◆ **DIRECTIONS FOR THIS TASK**
Rewrite the rows between the lines holding "on the pasture." and "501, 336, 628, 371", inclusive, with "pasture" changed to "meadow" and all else unchanged. Give only those lines, and leave out the pictures.

◆ **DATA FOR THE TASK**

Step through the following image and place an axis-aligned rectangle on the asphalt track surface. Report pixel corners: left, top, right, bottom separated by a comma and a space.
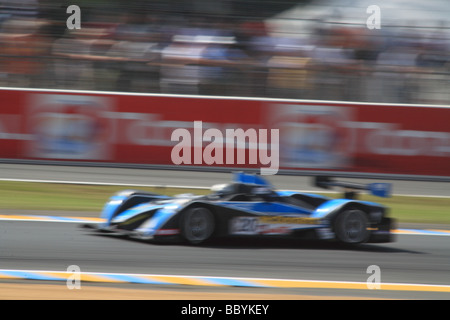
0, 165, 450, 299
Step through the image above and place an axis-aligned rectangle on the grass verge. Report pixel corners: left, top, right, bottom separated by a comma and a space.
0, 181, 450, 224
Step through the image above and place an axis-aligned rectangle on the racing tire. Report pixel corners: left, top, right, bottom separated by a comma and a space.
181, 207, 215, 244
334, 209, 370, 244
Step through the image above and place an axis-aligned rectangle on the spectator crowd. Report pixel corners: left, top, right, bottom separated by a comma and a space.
0, 1, 450, 104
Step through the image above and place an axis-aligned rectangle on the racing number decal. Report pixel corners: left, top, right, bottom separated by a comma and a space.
230, 217, 258, 234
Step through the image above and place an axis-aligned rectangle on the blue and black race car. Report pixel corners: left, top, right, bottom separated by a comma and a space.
89, 173, 394, 244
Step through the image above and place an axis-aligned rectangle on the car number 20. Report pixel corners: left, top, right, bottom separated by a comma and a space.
230, 217, 258, 234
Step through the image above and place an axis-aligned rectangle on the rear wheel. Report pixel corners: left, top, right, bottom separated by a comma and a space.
334, 209, 369, 244
181, 207, 215, 244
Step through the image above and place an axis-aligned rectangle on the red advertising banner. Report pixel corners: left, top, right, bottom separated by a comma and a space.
0, 89, 450, 177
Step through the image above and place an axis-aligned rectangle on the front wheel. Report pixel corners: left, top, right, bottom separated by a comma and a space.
334, 209, 369, 244
181, 207, 215, 244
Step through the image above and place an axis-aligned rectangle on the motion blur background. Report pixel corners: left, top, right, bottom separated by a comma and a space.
0, 0, 450, 104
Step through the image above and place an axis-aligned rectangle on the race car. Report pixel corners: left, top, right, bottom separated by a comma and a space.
86, 172, 394, 245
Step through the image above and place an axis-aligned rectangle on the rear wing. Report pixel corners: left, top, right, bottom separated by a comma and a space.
314, 176, 392, 199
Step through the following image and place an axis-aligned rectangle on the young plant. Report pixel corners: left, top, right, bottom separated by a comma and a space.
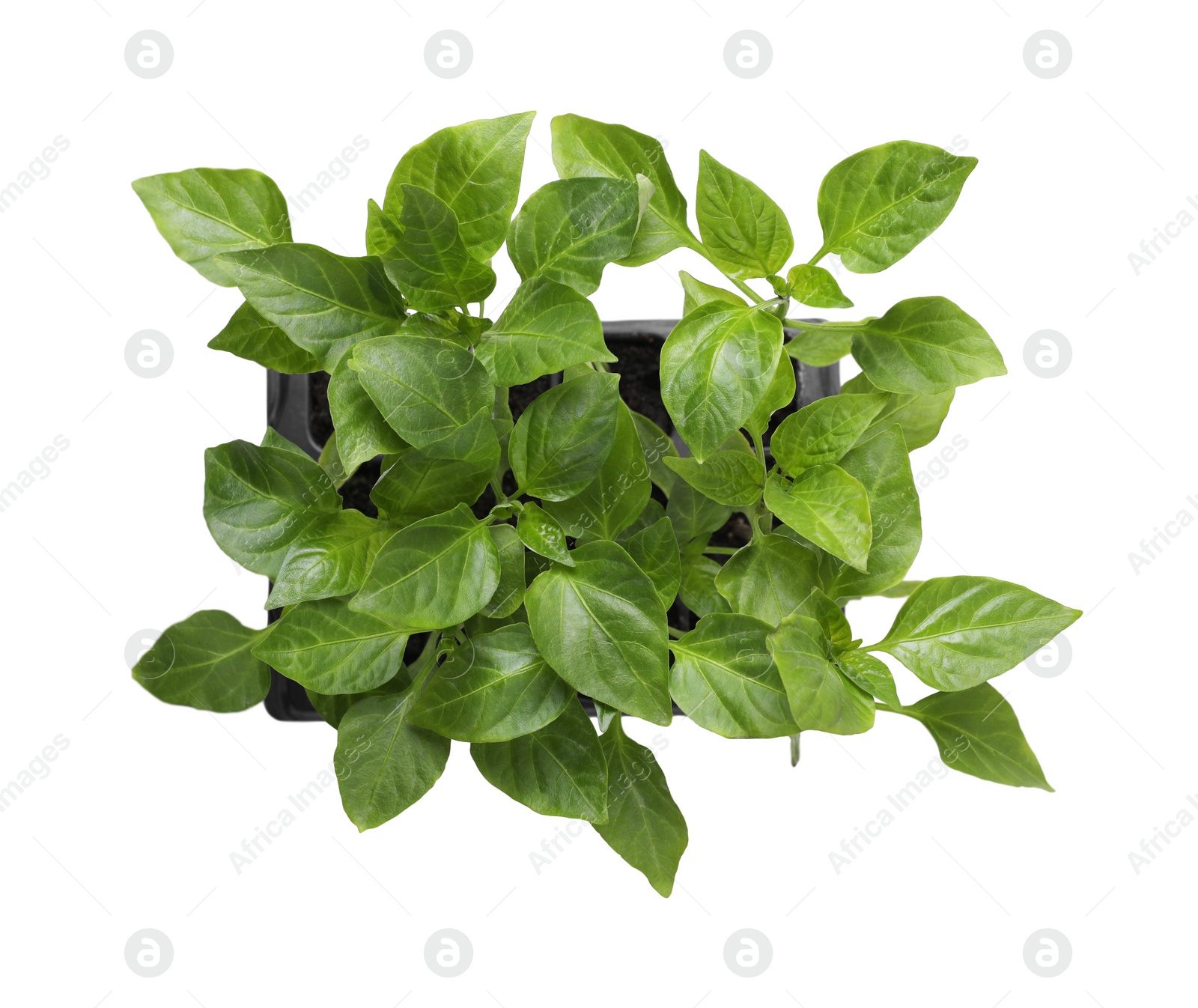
133, 112, 1080, 896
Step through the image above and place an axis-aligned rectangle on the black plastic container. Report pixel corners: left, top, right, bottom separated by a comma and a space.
265, 320, 840, 721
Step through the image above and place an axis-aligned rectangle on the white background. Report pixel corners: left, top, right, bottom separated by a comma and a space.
0, 0, 1198, 1008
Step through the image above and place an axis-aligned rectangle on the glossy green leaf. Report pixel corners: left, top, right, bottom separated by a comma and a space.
765, 613, 875, 735
625, 517, 681, 609
333, 691, 449, 831
821, 425, 924, 598
631, 410, 680, 496
370, 446, 495, 525
208, 301, 320, 374
133, 168, 291, 287
678, 270, 749, 315
678, 539, 731, 616
383, 112, 535, 261
508, 178, 639, 295
525, 539, 671, 724
350, 503, 499, 631
765, 465, 872, 571
266, 509, 388, 606
328, 357, 407, 473
835, 647, 901, 707
595, 718, 687, 896
665, 449, 763, 507
769, 393, 888, 475
204, 441, 341, 577
350, 332, 499, 470
367, 199, 404, 255
695, 151, 794, 281
786, 263, 853, 308
669, 613, 798, 738
852, 297, 1006, 395
477, 276, 615, 387
867, 577, 1082, 690
818, 140, 978, 273
409, 623, 577, 742
902, 683, 1053, 791
217, 243, 405, 371
254, 598, 409, 694
469, 699, 607, 822
382, 184, 495, 312
840, 374, 956, 452
661, 302, 782, 461
479, 525, 525, 619
553, 115, 695, 266
545, 403, 651, 539
517, 501, 574, 567
133, 609, 271, 712
715, 535, 818, 627
508, 369, 619, 501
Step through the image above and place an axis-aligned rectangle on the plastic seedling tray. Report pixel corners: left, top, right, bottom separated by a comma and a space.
265, 319, 840, 721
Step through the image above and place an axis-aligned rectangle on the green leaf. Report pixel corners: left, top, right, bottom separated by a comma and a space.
595, 718, 687, 896
545, 401, 651, 539
218, 243, 405, 371
553, 115, 695, 266
865, 577, 1082, 690
678, 539, 731, 616
383, 112, 535, 261
786, 263, 853, 308
769, 393, 888, 475
479, 525, 525, 619
477, 277, 615, 387
786, 323, 853, 368
469, 699, 607, 822
133, 168, 291, 287
333, 690, 449, 832
525, 539, 671, 724
793, 589, 853, 652
266, 509, 389, 606
254, 598, 409, 695
765, 465, 872, 571
517, 501, 574, 567
508, 369, 619, 501
630, 410, 680, 496
204, 441, 341, 577
133, 609, 271, 713
669, 613, 798, 738
350, 503, 499, 631
840, 374, 956, 452
370, 446, 495, 525
678, 270, 749, 315
744, 353, 797, 434
382, 184, 495, 312
661, 302, 782, 461
852, 297, 1006, 395
409, 623, 577, 742
208, 301, 320, 374
665, 449, 762, 507
508, 178, 639, 295
902, 683, 1053, 791
666, 479, 732, 547
328, 357, 407, 473
695, 151, 794, 281
350, 332, 499, 471
819, 425, 924, 598
715, 535, 818, 627
765, 613, 875, 735
835, 647, 902, 707
818, 140, 978, 273
367, 199, 404, 255
625, 517, 681, 609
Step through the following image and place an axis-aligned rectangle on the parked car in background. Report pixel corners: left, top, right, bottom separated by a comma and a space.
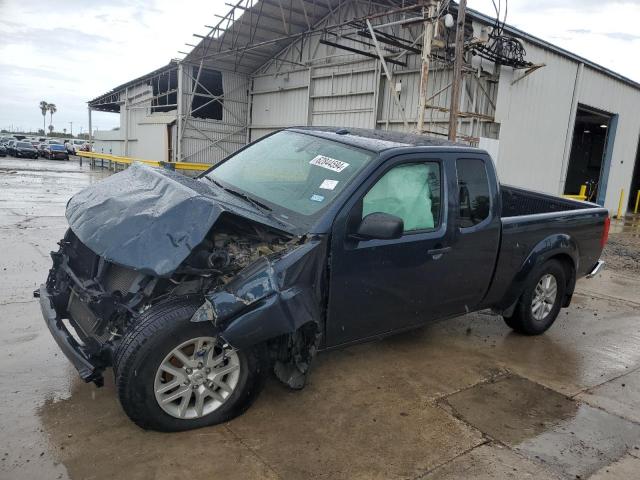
37, 142, 48, 157
45, 144, 69, 160
14, 142, 38, 159
73, 139, 88, 152
6, 138, 18, 155
64, 140, 76, 155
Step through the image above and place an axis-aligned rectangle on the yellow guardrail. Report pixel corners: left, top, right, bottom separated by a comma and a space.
563, 185, 587, 200
77, 152, 211, 171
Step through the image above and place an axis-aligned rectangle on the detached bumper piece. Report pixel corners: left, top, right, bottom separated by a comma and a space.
34, 285, 104, 387
586, 260, 604, 278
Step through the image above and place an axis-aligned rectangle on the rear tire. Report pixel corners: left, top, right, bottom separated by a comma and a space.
503, 260, 567, 335
114, 299, 268, 432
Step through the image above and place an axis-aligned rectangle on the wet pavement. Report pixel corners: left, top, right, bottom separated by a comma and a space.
0, 158, 640, 479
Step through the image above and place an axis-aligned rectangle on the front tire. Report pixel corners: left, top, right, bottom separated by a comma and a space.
114, 299, 268, 432
504, 260, 567, 335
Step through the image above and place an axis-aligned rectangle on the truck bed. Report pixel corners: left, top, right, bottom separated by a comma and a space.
484, 185, 608, 308
500, 185, 597, 217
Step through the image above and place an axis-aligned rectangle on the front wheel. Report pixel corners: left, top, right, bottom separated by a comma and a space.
504, 260, 567, 335
114, 300, 268, 432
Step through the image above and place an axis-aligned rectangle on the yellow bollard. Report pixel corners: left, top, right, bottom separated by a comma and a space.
578, 185, 587, 200
616, 188, 624, 219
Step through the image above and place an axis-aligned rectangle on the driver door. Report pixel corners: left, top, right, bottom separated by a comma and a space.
326, 154, 455, 347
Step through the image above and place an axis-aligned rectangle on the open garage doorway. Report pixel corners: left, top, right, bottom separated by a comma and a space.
564, 105, 615, 202
628, 136, 640, 212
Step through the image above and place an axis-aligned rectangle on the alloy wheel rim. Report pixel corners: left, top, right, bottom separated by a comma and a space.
153, 337, 240, 419
531, 273, 558, 320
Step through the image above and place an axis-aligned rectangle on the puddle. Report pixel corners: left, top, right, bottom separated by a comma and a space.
447, 376, 640, 478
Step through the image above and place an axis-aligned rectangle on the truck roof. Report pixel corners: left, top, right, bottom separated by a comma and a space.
287, 127, 477, 152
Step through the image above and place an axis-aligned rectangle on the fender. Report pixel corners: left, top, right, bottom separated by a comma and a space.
498, 233, 580, 315
191, 239, 326, 349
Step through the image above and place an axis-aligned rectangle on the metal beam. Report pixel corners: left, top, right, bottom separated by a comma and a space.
416, 0, 440, 133
449, 0, 467, 142
320, 40, 407, 67
367, 19, 408, 128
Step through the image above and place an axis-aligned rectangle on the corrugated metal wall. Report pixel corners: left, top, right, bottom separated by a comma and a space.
244, 2, 640, 214
182, 67, 249, 163
578, 66, 640, 211
251, 2, 498, 142
496, 45, 578, 193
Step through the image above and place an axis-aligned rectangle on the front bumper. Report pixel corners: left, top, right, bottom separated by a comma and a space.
586, 260, 604, 278
33, 285, 103, 386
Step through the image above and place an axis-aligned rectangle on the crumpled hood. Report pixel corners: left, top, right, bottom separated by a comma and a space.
66, 164, 268, 277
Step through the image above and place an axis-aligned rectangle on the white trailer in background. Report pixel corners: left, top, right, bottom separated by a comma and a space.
89, 0, 640, 215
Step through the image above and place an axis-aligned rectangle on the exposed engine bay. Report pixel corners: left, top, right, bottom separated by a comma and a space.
47, 214, 315, 381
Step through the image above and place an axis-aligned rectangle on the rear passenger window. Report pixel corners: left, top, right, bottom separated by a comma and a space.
362, 162, 441, 232
456, 158, 491, 228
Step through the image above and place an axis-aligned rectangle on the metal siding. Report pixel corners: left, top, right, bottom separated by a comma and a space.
182, 71, 248, 163
496, 44, 577, 194
578, 65, 640, 212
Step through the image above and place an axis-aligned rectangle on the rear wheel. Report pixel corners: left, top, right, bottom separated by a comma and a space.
114, 300, 267, 432
504, 260, 567, 335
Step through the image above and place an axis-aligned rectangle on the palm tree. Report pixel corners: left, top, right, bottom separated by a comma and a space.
40, 100, 49, 132
47, 103, 58, 131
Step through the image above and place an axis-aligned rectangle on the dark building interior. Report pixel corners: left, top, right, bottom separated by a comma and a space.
564, 105, 611, 202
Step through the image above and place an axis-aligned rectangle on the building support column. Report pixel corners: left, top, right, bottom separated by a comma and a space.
449, 0, 467, 142
175, 62, 184, 162
124, 87, 129, 157
558, 63, 584, 195
416, 0, 438, 133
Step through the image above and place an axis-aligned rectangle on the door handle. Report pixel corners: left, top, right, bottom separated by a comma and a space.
427, 247, 451, 258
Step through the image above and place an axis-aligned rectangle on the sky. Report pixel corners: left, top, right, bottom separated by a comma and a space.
0, 0, 640, 133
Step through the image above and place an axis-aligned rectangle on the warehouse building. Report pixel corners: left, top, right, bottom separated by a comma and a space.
89, 0, 640, 211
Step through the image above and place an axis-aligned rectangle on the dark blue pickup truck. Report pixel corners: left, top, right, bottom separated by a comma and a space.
34, 128, 609, 431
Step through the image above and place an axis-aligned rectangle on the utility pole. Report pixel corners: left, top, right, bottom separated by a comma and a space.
449, 0, 467, 142
416, 0, 440, 133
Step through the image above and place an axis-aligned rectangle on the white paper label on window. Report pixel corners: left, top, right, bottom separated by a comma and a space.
309, 155, 349, 173
320, 178, 338, 190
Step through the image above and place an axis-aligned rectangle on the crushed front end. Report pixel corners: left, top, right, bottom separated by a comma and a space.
34, 215, 297, 385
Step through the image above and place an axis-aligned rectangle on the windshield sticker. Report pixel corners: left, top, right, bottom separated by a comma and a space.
320, 178, 338, 190
309, 155, 349, 173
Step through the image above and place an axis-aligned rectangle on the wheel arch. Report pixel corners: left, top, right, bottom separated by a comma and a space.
499, 233, 580, 315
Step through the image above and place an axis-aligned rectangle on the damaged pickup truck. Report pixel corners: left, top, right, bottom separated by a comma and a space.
34, 128, 609, 431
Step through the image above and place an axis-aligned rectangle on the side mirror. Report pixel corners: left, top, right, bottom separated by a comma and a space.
352, 212, 404, 240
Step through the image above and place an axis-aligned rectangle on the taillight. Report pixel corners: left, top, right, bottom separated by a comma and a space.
600, 215, 611, 248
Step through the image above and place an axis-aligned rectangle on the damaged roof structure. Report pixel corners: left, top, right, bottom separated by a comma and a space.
89, 0, 640, 214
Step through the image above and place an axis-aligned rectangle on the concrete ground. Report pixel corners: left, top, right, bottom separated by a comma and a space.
0, 158, 640, 479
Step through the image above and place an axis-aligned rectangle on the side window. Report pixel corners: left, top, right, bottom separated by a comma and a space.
362, 162, 441, 232
456, 158, 491, 228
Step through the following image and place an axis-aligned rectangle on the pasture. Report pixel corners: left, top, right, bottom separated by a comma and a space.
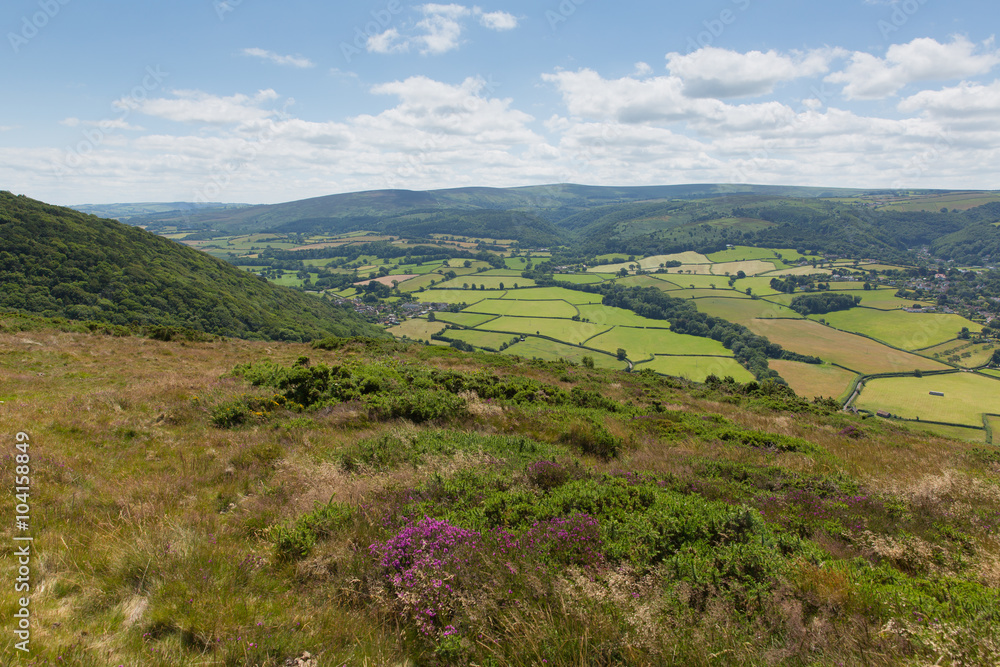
635, 356, 754, 382
447, 329, 520, 351
584, 327, 733, 362
434, 312, 496, 327
727, 277, 781, 297
768, 290, 926, 310
856, 372, 1000, 426
920, 340, 996, 368
413, 289, 490, 305
809, 308, 982, 350
438, 273, 535, 290
464, 299, 576, 319
470, 316, 596, 344
712, 259, 777, 276
503, 287, 603, 305
555, 273, 605, 285
386, 318, 445, 341
767, 359, 857, 400
706, 245, 777, 262
670, 284, 750, 299
587, 251, 712, 273
501, 336, 628, 371
577, 304, 670, 329
747, 319, 949, 374
694, 297, 802, 326
399, 273, 442, 292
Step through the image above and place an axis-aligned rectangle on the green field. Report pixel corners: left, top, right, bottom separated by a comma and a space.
480, 317, 614, 344
920, 340, 997, 368
615, 275, 684, 291
908, 422, 986, 442
479, 269, 521, 279
587, 252, 712, 273
447, 329, 520, 351
577, 304, 670, 329
695, 297, 802, 326
465, 299, 584, 319
712, 259, 777, 276
733, 277, 780, 296
670, 284, 750, 299
856, 372, 1000, 426
656, 271, 736, 289
554, 273, 604, 285
809, 308, 982, 350
584, 327, 733, 362
503, 287, 603, 305
413, 289, 492, 305
398, 273, 441, 292
767, 359, 858, 400
386, 318, 445, 341
439, 273, 535, 290
434, 312, 496, 327
501, 336, 628, 370
765, 266, 833, 280
707, 245, 776, 262
768, 290, 927, 310
747, 319, 949, 374
635, 356, 754, 382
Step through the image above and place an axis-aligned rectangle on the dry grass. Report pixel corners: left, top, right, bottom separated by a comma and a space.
0, 320, 1000, 666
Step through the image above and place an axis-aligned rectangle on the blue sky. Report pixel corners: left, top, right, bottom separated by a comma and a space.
0, 0, 1000, 204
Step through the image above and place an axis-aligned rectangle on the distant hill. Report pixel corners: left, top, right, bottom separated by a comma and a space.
129, 184, 862, 242
68, 201, 249, 221
0, 192, 380, 340
105, 184, 1000, 263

◆ **OUTPUT OF THE EXERCISE**
Step through the following image and place an axis-aligned rectangle on the meadow. Report pixel corners: left, top, right, bottom separated by a comma and a space.
635, 356, 754, 382
447, 329, 520, 351
584, 327, 733, 362
434, 312, 496, 327
727, 277, 781, 297
768, 290, 926, 310
856, 372, 1000, 426
920, 340, 996, 368
413, 289, 490, 305
809, 308, 982, 350
438, 273, 535, 290
464, 299, 576, 319
470, 316, 596, 344
712, 259, 777, 276
503, 287, 603, 305
555, 273, 605, 285
386, 318, 445, 341
767, 359, 857, 400
706, 245, 777, 262
670, 284, 750, 299
587, 251, 712, 273
501, 336, 628, 371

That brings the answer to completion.